- [Problem description]:
Please reproduce exactly the line that contains "striped shirt in the photo above." and every line after it through the end of the records below, adding nothing else.

*** Dataset Section Begins ***

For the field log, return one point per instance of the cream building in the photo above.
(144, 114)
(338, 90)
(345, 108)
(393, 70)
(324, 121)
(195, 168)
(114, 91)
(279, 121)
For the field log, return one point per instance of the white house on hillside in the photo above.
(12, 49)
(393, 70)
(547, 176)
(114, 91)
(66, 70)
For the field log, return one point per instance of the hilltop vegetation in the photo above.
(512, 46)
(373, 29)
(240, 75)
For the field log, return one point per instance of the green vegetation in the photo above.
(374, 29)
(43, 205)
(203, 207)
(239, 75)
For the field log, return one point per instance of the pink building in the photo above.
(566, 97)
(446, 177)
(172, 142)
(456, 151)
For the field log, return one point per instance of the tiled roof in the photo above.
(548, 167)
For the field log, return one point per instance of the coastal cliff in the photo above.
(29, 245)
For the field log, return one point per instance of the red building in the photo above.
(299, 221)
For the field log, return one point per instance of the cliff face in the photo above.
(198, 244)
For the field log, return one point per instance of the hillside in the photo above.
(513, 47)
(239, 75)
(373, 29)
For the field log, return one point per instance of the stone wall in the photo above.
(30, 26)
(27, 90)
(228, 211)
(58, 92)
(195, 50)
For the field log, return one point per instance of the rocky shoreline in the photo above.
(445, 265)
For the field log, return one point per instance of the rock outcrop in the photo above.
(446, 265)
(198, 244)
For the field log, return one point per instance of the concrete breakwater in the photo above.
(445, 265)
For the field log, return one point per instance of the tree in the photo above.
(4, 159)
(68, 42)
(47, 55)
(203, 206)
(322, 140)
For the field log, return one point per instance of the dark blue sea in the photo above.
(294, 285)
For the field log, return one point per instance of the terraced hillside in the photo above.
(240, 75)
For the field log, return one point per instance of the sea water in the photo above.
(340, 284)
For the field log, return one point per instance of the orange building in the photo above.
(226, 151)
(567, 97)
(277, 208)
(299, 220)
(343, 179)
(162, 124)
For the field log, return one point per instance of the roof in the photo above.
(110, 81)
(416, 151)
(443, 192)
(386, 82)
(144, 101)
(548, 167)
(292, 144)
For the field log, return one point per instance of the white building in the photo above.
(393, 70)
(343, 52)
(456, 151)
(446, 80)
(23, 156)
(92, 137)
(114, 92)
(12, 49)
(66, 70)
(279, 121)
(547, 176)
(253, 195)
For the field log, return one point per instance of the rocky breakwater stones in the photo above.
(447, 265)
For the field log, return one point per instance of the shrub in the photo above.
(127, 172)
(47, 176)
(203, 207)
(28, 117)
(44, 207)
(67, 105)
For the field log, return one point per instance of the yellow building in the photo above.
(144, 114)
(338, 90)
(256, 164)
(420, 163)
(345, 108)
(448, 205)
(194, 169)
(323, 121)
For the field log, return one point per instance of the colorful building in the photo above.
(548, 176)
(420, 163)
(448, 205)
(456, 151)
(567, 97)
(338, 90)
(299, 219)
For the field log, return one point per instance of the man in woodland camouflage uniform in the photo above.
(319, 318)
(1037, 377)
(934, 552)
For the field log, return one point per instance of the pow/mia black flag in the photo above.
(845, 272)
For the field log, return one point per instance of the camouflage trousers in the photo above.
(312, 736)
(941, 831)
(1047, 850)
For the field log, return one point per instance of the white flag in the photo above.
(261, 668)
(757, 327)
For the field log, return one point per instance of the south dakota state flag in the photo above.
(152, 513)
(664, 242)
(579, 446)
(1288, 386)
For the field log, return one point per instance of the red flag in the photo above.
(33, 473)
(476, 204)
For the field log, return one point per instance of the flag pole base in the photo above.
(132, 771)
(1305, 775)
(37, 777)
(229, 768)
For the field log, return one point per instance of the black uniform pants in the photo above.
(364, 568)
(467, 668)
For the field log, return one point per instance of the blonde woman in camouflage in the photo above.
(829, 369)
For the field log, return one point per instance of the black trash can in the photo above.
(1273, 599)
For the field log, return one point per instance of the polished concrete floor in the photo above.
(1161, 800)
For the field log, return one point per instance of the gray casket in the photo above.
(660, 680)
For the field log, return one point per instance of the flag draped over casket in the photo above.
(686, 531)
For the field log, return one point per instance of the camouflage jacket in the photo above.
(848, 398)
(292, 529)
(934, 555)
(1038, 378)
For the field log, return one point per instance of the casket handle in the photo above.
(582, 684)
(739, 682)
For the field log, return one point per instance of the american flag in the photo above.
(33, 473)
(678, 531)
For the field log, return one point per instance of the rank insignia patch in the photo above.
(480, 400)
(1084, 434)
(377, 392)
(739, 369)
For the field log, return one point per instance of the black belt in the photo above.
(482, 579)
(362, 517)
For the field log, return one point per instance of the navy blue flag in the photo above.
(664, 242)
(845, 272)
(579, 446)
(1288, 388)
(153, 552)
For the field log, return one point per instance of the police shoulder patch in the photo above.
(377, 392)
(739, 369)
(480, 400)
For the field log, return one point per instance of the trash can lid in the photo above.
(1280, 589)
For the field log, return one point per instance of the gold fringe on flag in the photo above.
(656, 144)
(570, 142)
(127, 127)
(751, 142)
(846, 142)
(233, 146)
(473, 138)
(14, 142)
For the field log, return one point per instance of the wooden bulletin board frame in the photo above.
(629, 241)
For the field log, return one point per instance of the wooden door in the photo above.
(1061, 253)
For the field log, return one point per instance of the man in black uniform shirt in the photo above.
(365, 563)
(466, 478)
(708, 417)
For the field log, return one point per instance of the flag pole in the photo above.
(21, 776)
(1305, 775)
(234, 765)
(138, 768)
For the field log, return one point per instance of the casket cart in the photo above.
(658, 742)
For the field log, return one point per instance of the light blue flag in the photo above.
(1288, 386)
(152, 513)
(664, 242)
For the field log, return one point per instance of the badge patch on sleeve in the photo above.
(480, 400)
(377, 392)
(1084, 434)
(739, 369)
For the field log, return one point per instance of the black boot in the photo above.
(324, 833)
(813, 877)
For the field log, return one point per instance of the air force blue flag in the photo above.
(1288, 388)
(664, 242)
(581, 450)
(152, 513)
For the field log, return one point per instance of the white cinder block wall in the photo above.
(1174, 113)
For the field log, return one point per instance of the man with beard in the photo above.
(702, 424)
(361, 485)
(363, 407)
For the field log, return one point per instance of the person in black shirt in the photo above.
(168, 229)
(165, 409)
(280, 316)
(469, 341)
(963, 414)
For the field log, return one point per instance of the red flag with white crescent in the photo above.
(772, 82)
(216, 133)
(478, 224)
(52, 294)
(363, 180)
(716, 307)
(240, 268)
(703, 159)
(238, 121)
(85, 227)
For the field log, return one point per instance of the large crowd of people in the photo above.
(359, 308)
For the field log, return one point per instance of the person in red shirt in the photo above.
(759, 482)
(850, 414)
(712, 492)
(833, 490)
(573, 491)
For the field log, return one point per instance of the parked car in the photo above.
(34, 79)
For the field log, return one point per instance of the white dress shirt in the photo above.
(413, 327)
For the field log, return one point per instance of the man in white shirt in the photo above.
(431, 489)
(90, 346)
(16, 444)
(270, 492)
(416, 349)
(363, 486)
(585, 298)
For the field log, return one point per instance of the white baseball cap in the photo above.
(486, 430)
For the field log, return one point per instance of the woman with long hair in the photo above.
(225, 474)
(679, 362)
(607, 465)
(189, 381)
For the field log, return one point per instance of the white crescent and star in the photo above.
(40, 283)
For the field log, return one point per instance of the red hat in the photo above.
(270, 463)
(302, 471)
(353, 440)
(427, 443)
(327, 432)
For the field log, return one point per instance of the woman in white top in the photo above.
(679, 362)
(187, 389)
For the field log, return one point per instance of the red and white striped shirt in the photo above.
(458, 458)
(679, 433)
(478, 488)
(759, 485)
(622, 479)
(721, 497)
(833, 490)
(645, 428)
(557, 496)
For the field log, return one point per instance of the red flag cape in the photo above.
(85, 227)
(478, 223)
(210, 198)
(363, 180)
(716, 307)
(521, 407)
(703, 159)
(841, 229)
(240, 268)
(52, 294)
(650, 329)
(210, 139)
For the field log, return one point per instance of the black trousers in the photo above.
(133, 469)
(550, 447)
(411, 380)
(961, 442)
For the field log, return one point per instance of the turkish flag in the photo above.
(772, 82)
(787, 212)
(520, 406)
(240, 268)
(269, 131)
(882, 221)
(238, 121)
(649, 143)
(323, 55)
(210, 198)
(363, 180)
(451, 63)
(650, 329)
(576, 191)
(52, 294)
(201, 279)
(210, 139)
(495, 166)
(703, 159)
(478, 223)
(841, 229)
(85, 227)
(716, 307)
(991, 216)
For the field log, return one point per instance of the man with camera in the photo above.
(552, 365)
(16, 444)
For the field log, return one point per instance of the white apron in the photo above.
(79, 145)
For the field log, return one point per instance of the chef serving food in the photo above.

*** Dataset Section Ends ***

- [Written response]:
For the field log, return one point per instance of the red and white striped shirt in the photo above.
(458, 458)
(679, 433)
(478, 488)
(759, 485)
(622, 479)
(721, 497)
(833, 490)
(645, 428)
(557, 496)
For the field log, return one point per instance of the red flag cape in the photo above.
(85, 227)
(478, 223)
(210, 198)
(363, 180)
(716, 307)
(521, 407)
(703, 159)
(841, 229)
(240, 268)
(52, 294)
(650, 329)
(210, 139)
For the field log, return one point per instance of the black trousers in the photo above.
(133, 469)
(550, 447)
(411, 380)
(961, 442)
For the field log, return one point per instance of the turkish flag in the photo above.
(772, 82)
(787, 212)
(520, 406)
(240, 268)
(269, 131)
(882, 221)
(238, 121)
(649, 143)
(323, 55)
(210, 198)
(363, 180)
(451, 63)
(650, 329)
(576, 191)
(52, 294)
(201, 279)
(210, 139)
(495, 166)
(703, 159)
(478, 223)
(841, 229)
(85, 227)
(716, 307)
(991, 216)
For the field log, return one point per instance of the man with camera in the photo above.
(552, 365)
(16, 444)
For the field log, return one point per instance of the white apron in the photo above.
(79, 145)
For the field log, return one point per instance of the chef serving food in the photo above.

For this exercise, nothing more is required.